Problem
Without the pictures, retype each line below exactly as it stands.

Data for processing
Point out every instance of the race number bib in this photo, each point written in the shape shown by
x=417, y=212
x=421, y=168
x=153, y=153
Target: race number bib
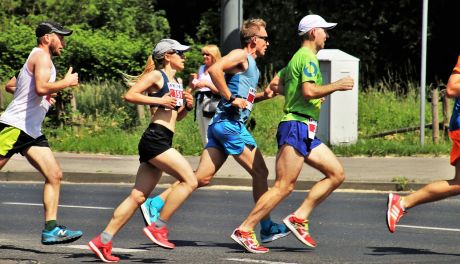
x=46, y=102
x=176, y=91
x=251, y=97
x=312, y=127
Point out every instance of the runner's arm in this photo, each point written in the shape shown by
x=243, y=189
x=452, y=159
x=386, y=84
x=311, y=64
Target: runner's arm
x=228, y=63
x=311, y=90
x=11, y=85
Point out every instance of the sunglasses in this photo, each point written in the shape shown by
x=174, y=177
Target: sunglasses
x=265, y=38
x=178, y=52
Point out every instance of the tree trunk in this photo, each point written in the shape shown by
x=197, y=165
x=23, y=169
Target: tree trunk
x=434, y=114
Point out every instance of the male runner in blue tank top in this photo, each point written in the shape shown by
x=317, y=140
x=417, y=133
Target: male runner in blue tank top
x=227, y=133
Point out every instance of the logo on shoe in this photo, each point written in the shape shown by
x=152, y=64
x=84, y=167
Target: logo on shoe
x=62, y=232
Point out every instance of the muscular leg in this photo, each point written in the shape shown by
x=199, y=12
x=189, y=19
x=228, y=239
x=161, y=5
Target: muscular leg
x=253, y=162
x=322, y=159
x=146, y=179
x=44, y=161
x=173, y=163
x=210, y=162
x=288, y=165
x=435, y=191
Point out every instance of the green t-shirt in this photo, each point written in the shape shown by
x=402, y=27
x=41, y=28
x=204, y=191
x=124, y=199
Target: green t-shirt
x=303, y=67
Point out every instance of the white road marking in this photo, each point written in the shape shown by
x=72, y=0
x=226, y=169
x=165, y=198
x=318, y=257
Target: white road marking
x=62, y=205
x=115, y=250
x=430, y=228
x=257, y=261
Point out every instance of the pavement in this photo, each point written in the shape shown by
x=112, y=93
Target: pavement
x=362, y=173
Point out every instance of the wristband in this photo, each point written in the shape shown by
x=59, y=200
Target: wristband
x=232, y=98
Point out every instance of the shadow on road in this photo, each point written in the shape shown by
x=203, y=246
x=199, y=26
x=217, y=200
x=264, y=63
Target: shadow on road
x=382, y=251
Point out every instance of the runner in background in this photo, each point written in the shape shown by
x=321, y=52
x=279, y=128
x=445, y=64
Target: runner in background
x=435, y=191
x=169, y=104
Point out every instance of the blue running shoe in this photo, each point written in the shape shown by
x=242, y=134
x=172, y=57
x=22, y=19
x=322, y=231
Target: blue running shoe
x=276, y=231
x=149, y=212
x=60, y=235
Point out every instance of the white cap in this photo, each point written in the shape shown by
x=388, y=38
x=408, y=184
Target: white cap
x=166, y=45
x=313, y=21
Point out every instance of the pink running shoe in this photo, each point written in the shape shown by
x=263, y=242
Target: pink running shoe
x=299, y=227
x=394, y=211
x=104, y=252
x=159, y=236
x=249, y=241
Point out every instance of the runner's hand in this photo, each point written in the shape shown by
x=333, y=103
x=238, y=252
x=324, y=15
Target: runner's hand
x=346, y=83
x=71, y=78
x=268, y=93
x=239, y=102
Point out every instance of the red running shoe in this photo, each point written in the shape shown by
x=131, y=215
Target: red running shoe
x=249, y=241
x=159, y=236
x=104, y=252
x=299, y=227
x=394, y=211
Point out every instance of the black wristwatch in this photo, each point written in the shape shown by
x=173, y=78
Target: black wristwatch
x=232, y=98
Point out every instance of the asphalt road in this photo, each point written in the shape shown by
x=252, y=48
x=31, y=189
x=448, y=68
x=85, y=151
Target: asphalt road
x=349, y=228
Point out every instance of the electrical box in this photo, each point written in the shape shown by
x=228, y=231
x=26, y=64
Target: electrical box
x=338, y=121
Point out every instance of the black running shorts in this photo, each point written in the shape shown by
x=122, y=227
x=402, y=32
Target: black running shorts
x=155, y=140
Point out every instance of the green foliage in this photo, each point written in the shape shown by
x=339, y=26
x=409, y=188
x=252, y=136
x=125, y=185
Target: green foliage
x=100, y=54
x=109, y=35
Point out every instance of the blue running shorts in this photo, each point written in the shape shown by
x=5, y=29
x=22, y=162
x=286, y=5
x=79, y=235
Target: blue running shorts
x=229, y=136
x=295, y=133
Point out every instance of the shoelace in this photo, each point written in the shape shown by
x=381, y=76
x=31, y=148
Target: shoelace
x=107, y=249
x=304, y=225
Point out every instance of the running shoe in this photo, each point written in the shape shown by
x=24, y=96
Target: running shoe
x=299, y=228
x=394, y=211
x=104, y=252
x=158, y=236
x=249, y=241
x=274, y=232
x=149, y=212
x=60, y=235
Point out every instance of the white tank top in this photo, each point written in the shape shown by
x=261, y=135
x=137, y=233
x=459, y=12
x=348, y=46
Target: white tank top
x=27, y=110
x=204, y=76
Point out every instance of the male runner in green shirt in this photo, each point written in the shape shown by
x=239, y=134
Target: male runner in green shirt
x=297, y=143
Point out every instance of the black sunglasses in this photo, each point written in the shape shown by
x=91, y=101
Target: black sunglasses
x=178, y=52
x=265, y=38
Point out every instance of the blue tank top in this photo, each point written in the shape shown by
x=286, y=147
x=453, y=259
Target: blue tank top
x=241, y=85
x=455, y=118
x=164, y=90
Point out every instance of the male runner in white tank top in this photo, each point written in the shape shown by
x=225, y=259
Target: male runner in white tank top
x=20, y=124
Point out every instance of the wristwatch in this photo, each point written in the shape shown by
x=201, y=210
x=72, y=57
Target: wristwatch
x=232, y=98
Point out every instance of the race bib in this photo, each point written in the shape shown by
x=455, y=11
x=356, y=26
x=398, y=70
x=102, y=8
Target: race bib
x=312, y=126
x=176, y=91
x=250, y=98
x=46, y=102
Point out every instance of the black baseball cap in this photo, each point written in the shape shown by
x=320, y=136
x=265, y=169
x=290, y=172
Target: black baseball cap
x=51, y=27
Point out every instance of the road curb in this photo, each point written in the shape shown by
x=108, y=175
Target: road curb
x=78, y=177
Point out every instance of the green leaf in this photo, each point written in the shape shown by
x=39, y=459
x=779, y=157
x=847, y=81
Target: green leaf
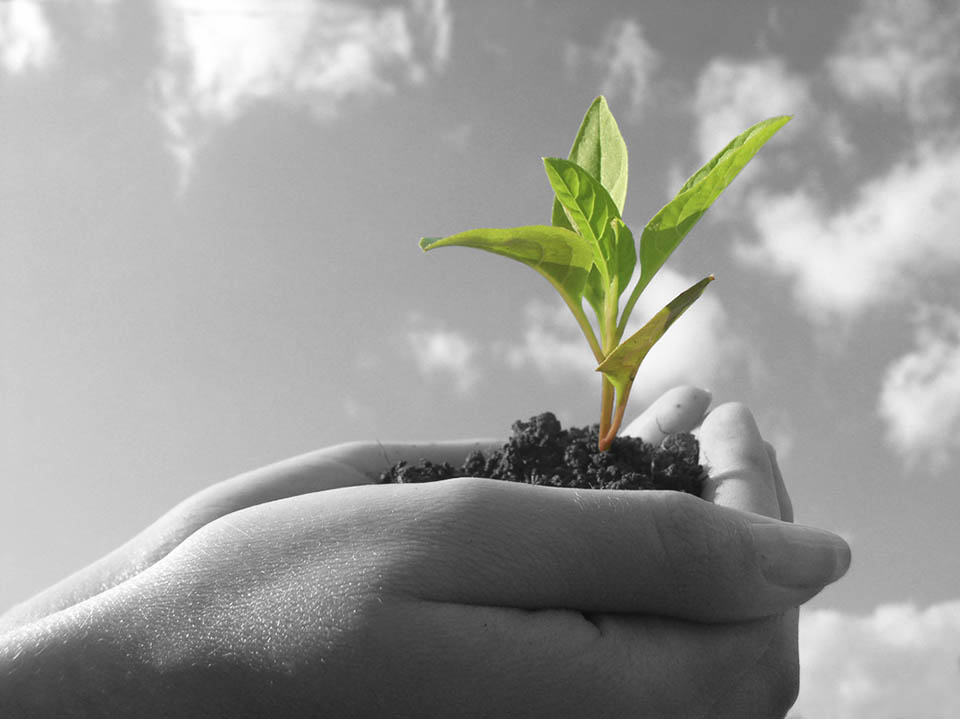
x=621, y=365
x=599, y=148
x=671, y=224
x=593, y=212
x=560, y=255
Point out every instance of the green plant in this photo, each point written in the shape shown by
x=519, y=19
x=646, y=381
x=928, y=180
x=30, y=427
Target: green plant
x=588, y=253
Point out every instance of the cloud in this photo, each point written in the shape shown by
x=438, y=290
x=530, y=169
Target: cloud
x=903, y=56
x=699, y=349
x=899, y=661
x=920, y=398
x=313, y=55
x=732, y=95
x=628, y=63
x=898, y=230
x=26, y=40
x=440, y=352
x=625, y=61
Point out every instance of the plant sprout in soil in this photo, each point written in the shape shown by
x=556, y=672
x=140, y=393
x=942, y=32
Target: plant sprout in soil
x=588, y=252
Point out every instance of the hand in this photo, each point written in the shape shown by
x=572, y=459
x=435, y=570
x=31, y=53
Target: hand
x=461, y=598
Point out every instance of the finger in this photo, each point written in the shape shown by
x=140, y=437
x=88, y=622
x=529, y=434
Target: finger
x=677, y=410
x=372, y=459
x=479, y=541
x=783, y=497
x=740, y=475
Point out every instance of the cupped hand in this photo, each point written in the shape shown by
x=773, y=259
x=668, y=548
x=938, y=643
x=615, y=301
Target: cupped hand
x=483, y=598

Output for this task
Point out every instance of the race number bib in this photo, each point written in the shape shown by
x=417, y=212
x=421, y=168
x=153, y=153
Target: race number bib
x=46, y=102
x=176, y=91
x=251, y=97
x=312, y=127
Point out every instance of the runner's arm in this photo, each point written in the shape shown by
x=243, y=189
x=452, y=159
x=386, y=84
x=311, y=64
Target: runner's arm
x=228, y=63
x=311, y=90
x=11, y=85
Point out every instance of the sunglasses in this photo, each point written in the shape shown by
x=174, y=177
Target: sunglasses
x=265, y=38
x=178, y=52
Point out every instance of the tree trunk in this photo, each point written in the shape shown by
x=197, y=165
x=23, y=169
Target: tree trunk
x=434, y=114
Point out every instance of the male runner in blue tank top in this photo, each point written in the shape shown by
x=317, y=140
x=417, y=133
Target: male runner in blue tank top
x=227, y=133
Point out every instance of the logo on shoe in this photo, each point written in the shape shown by
x=152, y=64
x=84, y=167
Target: logo on shoe
x=62, y=232
Point out every instance of the muscular leg in this photo, each point written in the shape shown by
x=199, y=12
x=189, y=19
x=228, y=239
x=161, y=5
Target: muscular leg
x=253, y=162
x=322, y=159
x=146, y=179
x=44, y=161
x=173, y=163
x=210, y=162
x=288, y=165
x=435, y=191
Point out every instance of the green t-shirt in this photo, each point written in the shape shown by
x=402, y=27
x=41, y=28
x=204, y=191
x=124, y=199
Target: green t-shirt
x=303, y=67
Point out every instance of the white road marking in this photo, each point written in the shape shown by
x=72, y=0
x=226, y=169
x=165, y=198
x=318, y=257
Target: white road marking
x=62, y=205
x=115, y=250
x=430, y=228
x=257, y=261
Point out every instance of the pavement in this photo, each point written in the shape shown by
x=112, y=93
Target: pavement
x=362, y=173
Point out every instance of the wristband in this photo, each point written in the shape shown by
x=59, y=200
Target: wristband
x=232, y=98
Point out every instance of the shadow on road in this photo, each point written in the shape shown by
x=203, y=246
x=199, y=26
x=217, y=200
x=264, y=63
Target: shadow on road
x=382, y=251
Point out every instance of the runner in background in this photo, each point written in the shape shown by
x=321, y=52
x=279, y=128
x=445, y=64
Target: runner in background
x=435, y=191
x=169, y=104
Point out every instance of the blue running shoe in this photo, each point written in the shape shown by
x=242, y=134
x=172, y=57
x=22, y=19
x=322, y=231
Target: blue running shoe
x=276, y=231
x=149, y=212
x=60, y=235
Point out every instance of the white cap in this photo, each point written in the shape shown by
x=388, y=38
x=408, y=184
Target: white cap
x=166, y=45
x=313, y=21
Point out every instance of the pink running shoe in this photo, each point written in the shape shown by
x=263, y=242
Target: pink running shoe
x=299, y=227
x=394, y=211
x=104, y=252
x=159, y=236
x=249, y=241
Point out every instance of the runner's hand in this photo, each point written in the shape shown by
x=333, y=103
x=238, y=252
x=324, y=15
Target: runner's hand
x=346, y=83
x=71, y=78
x=268, y=93
x=239, y=102
Point out every instance of the red running shoe in this photo, each point written in the shape shown by
x=131, y=215
Target: red running shoe
x=249, y=241
x=159, y=236
x=104, y=252
x=299, y=227
x=394, y=211
Point out every instance of the black wristwatch in this photo, each point written in the shape shown by
x=173, y=78
Target: black wristwatch
x=232, y=98
Point out every instance of the asphalt road in this photo, each point written in the shape shown by
x=252, y=48
x=31, y=189
x=448, y=68
x=85, y=151
Target: asphalt road
x=349, y=228
Point out every instance of the electrical box in this photo, each point written in the shape shown by
x=228, y=231
x=26, y=64
Target: electrical box
x=338, y=121
Point out every instance of the black running shorts in this photo, each point written in the shape shown by
x=122, y=227
x=402, y=32
Target: black running shorts
x=155, y=140
Point out every instance of the green foliage in this photo, each point written in the shape shown by
x=339, y=26
x=409, y=188
x=252, y=136
x=125, y=185
Target: green foliage
x=100, y=54
x=109, y=35
Point out every instance of the blue running shorts in this photo, each point written in the shape shown by
x=5, y=29
x=22, y=162
x=286, y=5
x=79, y=235
Target: blue running shorts
x=229, y=136
x=295, y=133
Point out every instance of the shoelace in this photo, each point written in the shape shown by
x=381, y=76
x=31, y=148
Target: shoelace
x=107, y=249
x=304, y=225
Point out every instance of the running shoe in this photo, each point written in the shape shown by
x=24, y=96
Target: running shoe
x=299, y=228
x=394, y=211
x=104, y=252
x=158, y=236
x=249, y=241
x=274, y=232
x=149, y=212
x=60, y=235
Point out every instance of the white tank top in this photo, each point written in the shape shown by
x=261, y=135
x=137, y=233
x=459, y=12
x=348, y=46
Target: white tank top
x=27, y=110
x=204, y=76
Point out every instance of the male runner in green shirt in this photo, each point written in the shape shown by
x=239, y=134
Target: male runner in green shirt
x=297, y=143
Point out every instance of the black sunglasses in this photo, each point written in the shape shown by
x=91, y=101
Target: black sunglasses
x=178, y=52
x=265, y=38
Point out every instance of the blue tank top in this photo, each point written in the shape shown by
x=286, y=147
x=453, y=259
Target: blue tank top
x=241, y=85
x=455, y=118
x=164, y=90
Point out every instance of the male runner in white tank top in this photo, each point written in the shape shown by
x=225, y=259
Target: male runner in white tank top
x=20, y=124
Point out every instance of the wristwatch in this photo, each point written in the shape shown by
x=201, y=210
x=72, y=57
Target: wristwatch
x=232, y=98
Point out every instance of the race bib in this photo, each point written in the shape shown by
x=455, y=11
x=356, y=26
x=398, y=70
x=102, y=8
Target: race bib
x=312, y=126
x=176, y=91
x=250, y=98
x=46, y=102
Point out every instance of the black baseball cap in this photo, each point written in the shape shown by
x=320, y=136
x=265, y=169
x=290, y=172
Target: black baseball cap
x=51, y=27
Point out every instance of the road curb in this photo, each point written in the shape shown by
x=108, y=175
Target: road curb
x=78, y=177
Point out every instance of the green leaf in this photo, each point written in the shape shown by
x=39, y=459
x=779, y=157
x=847, y=81
Target: green leaf
x=621, y=365
x=599, y=148
x=671, y=224
x=593, y=212
x=560, y=255
Point out every instance of the green plant in this photo, each point written in the shape shown by
x=519, y=19
x=646, y=381
x=928, y=180
x=30, y=427
Target: green plant
x=588, y=253
Point out every instance of the cloud in this photo, each point written in the shape shown by
x=438, y=290
x=530, y=169
Target: cloud
x=903, y=56
x=699, y=349
x=899, y=661
x=920, y=398
x=313, y=55
x=732, y=95
x=628, y=63
x=898, y=230
x=26, y=40
x=440, y=352
x=625, y=61
Point out every instance of the plant sprout in soil in this photo, each point written in the shape shown by
x=556, y=672
x=140, y=393
x=942, y=32
Target: plant sprout in soil
x=588, y=252
Point out every instance of the hand in this photo, each point written in the shape shown by
x=572, y=459
x=435, y=570
x=31, y=53
Target: hand
x=461, y=598
Point out every instance of the finger in this photo, each point written in the shape shown by
x=140, y=437
x=88, y=622
x=529, y=434
Target: finger
x=677, y=410
x=372, y=459
x=479, y=541
x=783, y=497
x=740, y=475
Point out every instance of the cupped hand in this photo, each point written in the shape shown by
x=773, y=259
x=668, y=548
x=938, y=643
x=615, y=301
Target: cupped hand
x=483, y=598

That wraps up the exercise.